------ Data
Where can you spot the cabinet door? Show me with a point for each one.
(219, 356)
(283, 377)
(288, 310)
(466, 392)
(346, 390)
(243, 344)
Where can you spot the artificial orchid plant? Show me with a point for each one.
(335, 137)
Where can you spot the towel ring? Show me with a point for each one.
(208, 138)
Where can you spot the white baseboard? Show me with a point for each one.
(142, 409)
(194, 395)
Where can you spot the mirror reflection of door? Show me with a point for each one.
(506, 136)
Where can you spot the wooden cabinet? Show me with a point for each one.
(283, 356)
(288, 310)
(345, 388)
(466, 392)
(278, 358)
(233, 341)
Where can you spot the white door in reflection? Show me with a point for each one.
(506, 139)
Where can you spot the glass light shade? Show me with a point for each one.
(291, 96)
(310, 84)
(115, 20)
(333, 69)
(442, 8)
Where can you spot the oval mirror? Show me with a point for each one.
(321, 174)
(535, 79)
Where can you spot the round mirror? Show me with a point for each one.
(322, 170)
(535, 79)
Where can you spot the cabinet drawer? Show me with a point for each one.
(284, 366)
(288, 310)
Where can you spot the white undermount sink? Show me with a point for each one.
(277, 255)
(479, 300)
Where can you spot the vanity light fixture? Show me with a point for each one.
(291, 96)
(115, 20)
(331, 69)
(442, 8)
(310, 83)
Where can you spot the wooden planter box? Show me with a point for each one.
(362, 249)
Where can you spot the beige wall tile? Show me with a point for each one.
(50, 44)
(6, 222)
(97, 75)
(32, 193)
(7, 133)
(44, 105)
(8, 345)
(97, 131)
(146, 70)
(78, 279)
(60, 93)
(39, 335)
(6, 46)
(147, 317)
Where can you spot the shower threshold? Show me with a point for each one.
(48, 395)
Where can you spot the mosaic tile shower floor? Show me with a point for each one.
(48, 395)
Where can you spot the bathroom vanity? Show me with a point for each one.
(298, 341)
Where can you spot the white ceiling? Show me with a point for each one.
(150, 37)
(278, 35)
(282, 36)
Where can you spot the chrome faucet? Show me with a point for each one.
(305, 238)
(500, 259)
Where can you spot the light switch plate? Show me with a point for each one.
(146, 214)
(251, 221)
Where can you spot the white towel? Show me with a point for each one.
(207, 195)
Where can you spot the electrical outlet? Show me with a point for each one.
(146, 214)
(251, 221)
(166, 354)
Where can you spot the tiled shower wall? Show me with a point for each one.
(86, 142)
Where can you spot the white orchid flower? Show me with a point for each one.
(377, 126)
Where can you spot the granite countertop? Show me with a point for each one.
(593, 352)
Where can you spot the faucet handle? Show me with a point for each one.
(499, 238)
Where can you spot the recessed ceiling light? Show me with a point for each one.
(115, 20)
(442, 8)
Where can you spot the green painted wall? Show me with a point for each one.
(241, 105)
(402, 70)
------------
→ **Work instructions**
Repeat each entry word for word.

→ **Response to the task**
Where can you spot the cabinet door? Show me with a point for each one.
(219, 356)
(283, 377)
(288, 310)
(466, 392)
(346, 390)
(243, 344)
Where can you spot the artificial orchid plant? Show me with a point for each one.
(335, 137)
Where can you spot the towel ring? Show me with a point for each one.
(208, 138)
Where can you spot the white baseboard? Show me with a point for each one.
(142, 409)
(194, 395)
Where can you spot the mirror reflection of door? Show me with a point for each one.
(506, 136)
Where can you spot the wooden cabinet? Show me with a point for each one.
(283, 356)
(288, 310)
(345, 388)
(466, 392)
(278, 358)
(233, 341)
Where can you spot the white door in reflection? Show me with a point for each one.
(506, 139)
Where can you spot the glass light shade? Show me with a point for each one.
(291, 96)
(310, 84)
(115, 20)
(333, 69)
(442, 8)
Where can you spot the oval mirror? Show me with a point for each one.
(321, 174)
(535, 79)
Where can you spot the round mirror? Show me with a point for each one.
(322, 170)
(535, 79)
Where can you spot the cabinet drawer? Show me with a point for each one.
(284, 366)
(288, 310)
Where can you spot the white undermount sink? Show me with a point for each one.
(277, 255)
(479, 300)
Where can you spot the vanity light fixture? Show me with a point for each one.
(291, 96)
(115, 20)
(331, 69)
(442, 8)
(310, 83)
Where can you spot the wooden planter box? Show me with a point for each one.
(362, 249)
Where can you spot the beige wall tile? Show me with a point for each one.
(50, 44)
(6, 222)
(97, 75)
(32, 193)
(7, 133)
(44, 105)
(8, 345)
(97, 131)
(146, 70)
(78, 279)
(60, 93)
(39, 335)
(6, 46)
(147, 317)
Where can you spot the shower threshold? Show me with a point for each one.
(48, 395)
Where can you spot the mosaic tile shower floor? Show me with a point for each one.
(48, 395)
Where can you spot the bathroom vanity? Show me with a point for each one.
(298, 341)
Where can you spot the white ceiling? Show me with a point for each one.
(150, 37)
(278, 35)
(282, 36)
Where can you spot the chrome faucet? Show me with a point for each one.
(305, 238)
(500, 259)
Where can you spot the light switch plate? Show me with a point for each one.
(146, 214)
(251, 221)
Where can you spot the white towel? Show me with a point for each one.
(207, 195)
Where can you spot the electrical outlet? Show me with a point for each one.
(146, 214)
(251, 221)
(166, 354)
Where can you spot the tiled shower wall? Show me with a point for each one.
(86, 142)
Where can you spot the white orchid flower? Show me with a point for each one.
(377, 126)
Where can you spot the granite countertop? Show me with a point for each one.
(593, 352)
Where can you spot the faucet handle? Show me with a point for each one.
(499, 238)
Where can you spot the recessed ceiling light? Show me with a point for each one.
(115, 20)
(442, 8)
Where can you spot the green painted wall? Show me with a point for each one.
(241, 105)
(402, 70)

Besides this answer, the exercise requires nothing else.